In the recollection below about growing up without a telephone, which company served downtown Scranton?

Begin PAGE

Growing up without a telephone
When I was growing up on the family farm on the Callahan
County side of Scranton, Texas in the ‘40s and ‘50s, we didn’t have a
telephone. In fact, a lot of families there did not have telephones.
One of the reasons was probably the economic status of folks
suffering from a long drought and the decline of the family farm. But a primary
reason to go without a telephone was poor phone service. Downtown Scranton, in
Eastland County, was served by Southwestern Bell, which provided their
customers with good phone technology. However, that company’s franchise extended
westward less than a mile just over the county line into Callahan County. Thus,
our area of the Scranton community was beyond that boundary and in the service
territory of a small company situated in Putnam, later to be absorbed by
another small firm in Baird, Texas. This phone company on the Callahan County
side provided poor line maintenance and antiquated equipment.

End PAGE
Begin DATA SECTION

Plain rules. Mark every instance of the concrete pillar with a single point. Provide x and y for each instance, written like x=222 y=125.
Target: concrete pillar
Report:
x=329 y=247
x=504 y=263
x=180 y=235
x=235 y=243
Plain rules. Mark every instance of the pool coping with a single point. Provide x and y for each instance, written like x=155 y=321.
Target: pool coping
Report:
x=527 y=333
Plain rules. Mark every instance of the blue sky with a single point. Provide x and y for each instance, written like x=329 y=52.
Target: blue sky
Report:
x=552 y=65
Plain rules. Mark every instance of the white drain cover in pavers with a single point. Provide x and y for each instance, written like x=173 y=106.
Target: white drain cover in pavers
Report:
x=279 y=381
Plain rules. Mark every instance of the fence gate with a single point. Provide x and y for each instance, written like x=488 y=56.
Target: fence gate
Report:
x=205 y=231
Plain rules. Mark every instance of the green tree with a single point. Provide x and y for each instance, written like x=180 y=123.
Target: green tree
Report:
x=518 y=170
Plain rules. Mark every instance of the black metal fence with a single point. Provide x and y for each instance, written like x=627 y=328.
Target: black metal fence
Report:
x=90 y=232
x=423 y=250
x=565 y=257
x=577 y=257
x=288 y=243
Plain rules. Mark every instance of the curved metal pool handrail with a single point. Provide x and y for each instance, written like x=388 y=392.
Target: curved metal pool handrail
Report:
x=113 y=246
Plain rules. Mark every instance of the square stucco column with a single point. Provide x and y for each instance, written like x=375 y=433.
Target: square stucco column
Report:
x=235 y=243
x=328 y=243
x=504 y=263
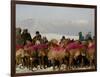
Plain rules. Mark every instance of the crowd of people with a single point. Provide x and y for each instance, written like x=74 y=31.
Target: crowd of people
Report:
x=32 y=52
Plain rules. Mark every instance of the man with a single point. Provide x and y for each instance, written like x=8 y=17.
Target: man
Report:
x=26 y=36
x=19 y=39
x=37 y=38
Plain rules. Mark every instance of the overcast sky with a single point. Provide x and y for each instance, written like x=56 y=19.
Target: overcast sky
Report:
x=50 y=19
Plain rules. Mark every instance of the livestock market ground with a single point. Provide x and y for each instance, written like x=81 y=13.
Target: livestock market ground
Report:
x=26 y=70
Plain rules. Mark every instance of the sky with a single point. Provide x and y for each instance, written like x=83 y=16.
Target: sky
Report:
x=54 y=19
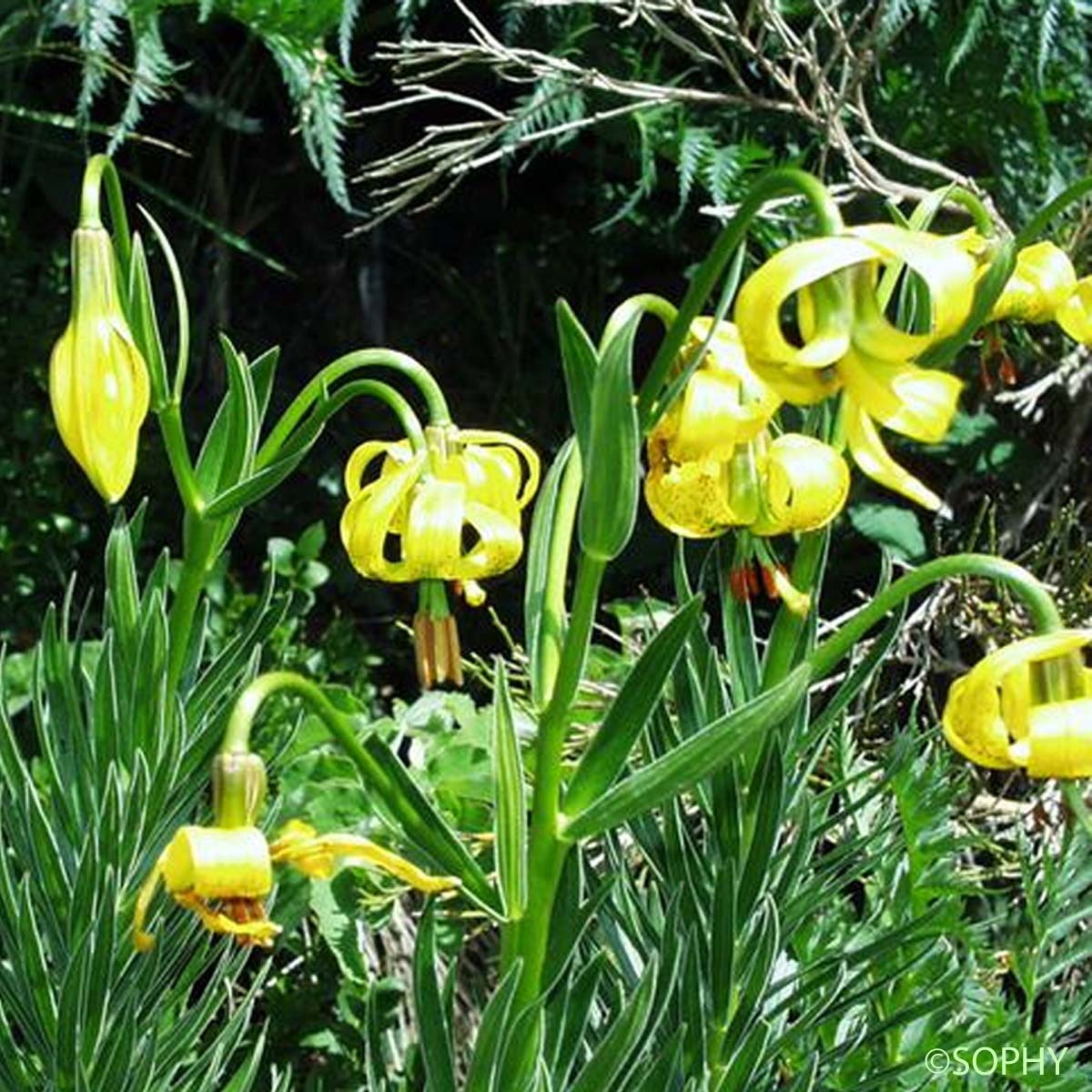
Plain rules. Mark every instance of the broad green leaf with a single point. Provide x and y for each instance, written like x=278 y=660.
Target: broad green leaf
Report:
x=693 y=759
x=893 y=527
x=511 y=813
x=626 y=719
x=431 y=1024
x=612 y=464
x=485 y=1063
x=423 y=824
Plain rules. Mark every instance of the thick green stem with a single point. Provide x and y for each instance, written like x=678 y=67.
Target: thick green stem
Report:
x=1036 y=600
x=361 y=359
x=101 y=168
x=547 y=852
x=773 y=185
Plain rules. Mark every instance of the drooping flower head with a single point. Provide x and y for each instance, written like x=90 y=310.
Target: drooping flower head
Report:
x=846 y=342
x=1026 y=704
x=713 y=464
x=224 y=873
x=450 y=511
x=98 y=383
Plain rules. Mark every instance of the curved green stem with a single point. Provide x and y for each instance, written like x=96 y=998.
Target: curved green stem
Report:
x=547 y=851
x=1036 y=227
x=361 y=359
x=99 y=168
x=645 y=303
x=178 y=456
x=197 y=560
x=773 y=185
x=1040 y=605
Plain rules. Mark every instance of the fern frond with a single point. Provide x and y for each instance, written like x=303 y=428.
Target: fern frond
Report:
x=152 y=72
x=98 y=30
x=976 y=22
x=316 y=92
x=696 y=147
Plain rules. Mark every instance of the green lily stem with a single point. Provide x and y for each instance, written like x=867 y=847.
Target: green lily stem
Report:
x=1041 y=607
x=360 y=359
x=197 y=561
x=773 y=185
x=99 y=168
x=643 y=304
x=178 y=456
x=547 y=851
x=1036 y=225
x=557 y=568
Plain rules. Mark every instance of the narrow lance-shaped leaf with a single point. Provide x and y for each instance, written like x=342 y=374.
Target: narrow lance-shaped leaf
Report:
x=435 y=1037
x=612 y=467
x=580 y=363
x=629 y=713
x=693 y=759
x=511 y=814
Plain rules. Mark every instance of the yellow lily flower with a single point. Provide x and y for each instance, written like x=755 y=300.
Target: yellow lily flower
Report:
x=449 y=512
x=793 y=484
x=847 y=344
x=223 y=875
x=995 y=718
x=724 y=403
x=1041 y=283
x=1075 y=314
x=98 y=385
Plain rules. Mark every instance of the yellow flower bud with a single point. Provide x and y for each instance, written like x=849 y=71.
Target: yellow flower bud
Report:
x=98 y=380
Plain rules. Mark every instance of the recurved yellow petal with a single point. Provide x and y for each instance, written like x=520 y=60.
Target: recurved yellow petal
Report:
x=805 y=265
x=1041 y=283
x=218 y=863
x=1075 y=314
x=913 y=401
x=873 y=458
x=806 y=483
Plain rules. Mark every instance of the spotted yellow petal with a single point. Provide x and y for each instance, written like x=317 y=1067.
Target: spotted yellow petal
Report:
x=1042 y=281
x=806 y=483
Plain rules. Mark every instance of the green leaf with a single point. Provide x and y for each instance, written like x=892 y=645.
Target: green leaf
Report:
x=511 y=814
x=435 y=1037
x=145 y=325
x=629 y=713
x=622 y=1038
x=693 y=759
x=424 y=825
x=580 y=363
x=612 y=465
x=890 y=525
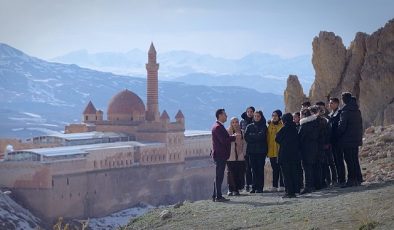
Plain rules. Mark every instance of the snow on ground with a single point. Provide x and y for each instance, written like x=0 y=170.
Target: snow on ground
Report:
x=119 y=218
x=32 y=114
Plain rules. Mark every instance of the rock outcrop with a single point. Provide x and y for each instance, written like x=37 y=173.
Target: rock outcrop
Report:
x=377 y=154
x=377 y=77
x=328 y=59
x=294 y=94
x=366 y=69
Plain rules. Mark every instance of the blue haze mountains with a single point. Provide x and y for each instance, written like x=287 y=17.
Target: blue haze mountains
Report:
x=263 y=72
x=39 y=97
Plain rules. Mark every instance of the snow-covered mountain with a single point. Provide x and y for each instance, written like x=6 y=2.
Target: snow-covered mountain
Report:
x=38 y=97
x=193 y=68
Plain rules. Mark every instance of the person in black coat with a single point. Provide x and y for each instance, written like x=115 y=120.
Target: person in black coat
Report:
x=350 y=132
x=308 y=136
x=296 y=120
x=247 y=118
x=289 y=155
x=221 y=145
x=257 y=148
x=335 y=148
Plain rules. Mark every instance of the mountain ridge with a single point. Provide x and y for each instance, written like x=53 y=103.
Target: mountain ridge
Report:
x=38 y=97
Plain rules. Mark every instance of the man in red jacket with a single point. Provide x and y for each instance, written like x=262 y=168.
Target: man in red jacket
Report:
x=221 y=142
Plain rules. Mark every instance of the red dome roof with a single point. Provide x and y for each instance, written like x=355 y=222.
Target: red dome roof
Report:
x=126 y=102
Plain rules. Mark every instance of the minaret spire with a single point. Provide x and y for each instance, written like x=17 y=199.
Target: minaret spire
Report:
x=152 y=67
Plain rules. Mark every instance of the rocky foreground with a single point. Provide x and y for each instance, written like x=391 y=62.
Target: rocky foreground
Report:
x=364 y=207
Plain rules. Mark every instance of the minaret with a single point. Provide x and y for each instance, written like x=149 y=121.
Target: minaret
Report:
x=152 y=105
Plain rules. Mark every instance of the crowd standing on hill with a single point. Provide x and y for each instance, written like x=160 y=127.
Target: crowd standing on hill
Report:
x=307 y=150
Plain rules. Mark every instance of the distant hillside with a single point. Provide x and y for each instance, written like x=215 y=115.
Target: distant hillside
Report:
x=259 y=71
x=38 y=97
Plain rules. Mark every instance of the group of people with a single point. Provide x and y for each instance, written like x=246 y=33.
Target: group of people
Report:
x=307 y=150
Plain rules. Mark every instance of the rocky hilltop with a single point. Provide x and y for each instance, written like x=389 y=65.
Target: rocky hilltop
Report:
x=365 y=68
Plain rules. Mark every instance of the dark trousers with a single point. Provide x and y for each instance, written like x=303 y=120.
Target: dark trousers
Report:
x=329 y=169
x=290 y=177
x=235 y=175
x=217 y=185
x=354 y=175
x=248 y=171
x=276 y=173
x=300 y=173
x=337 y=152
x=308 y=170
x=317 y=175
x=257 y=164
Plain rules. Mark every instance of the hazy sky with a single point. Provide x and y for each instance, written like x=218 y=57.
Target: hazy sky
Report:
x=49 y=28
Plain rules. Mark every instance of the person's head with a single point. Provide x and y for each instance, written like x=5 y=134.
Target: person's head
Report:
x=276 y=115
x=250 y=111
x=305 y=112
x=287 y=119
x=258 y=115
x=346 y=97
x=315 y=109
x=322 y=107
x=234 y=124
x=221 y=115
x=334 y=103
x=305 y=104
x=296 y=117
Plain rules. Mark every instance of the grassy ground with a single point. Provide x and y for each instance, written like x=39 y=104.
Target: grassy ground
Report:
x=364 y=207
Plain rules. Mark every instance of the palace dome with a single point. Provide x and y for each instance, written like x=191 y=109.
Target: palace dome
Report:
x=125 y=105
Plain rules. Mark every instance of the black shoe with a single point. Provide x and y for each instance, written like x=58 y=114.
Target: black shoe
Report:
x=348 y=184
x=221 y=199
x=305 y=191
x=289 y=196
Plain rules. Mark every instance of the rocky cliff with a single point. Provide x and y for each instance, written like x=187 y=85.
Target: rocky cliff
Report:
x=365 y=68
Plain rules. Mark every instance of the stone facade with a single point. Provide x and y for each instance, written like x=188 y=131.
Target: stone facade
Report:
x=141 y=157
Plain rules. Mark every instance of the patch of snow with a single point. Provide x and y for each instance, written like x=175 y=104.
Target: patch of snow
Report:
x=32 y=114
x=118 y=219
x=44 y=130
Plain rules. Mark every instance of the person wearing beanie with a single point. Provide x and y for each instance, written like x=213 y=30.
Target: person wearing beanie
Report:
x=273 y=148
x=350 y=132
x=289 y=155
x=309 y=147
x=247 y=118
x=255 y=137
x=236 y=161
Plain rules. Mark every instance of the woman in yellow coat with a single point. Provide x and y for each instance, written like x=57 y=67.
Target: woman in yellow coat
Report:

End DATA SECTION

§ **CORRECT ANSWER**:
Southwestern Bell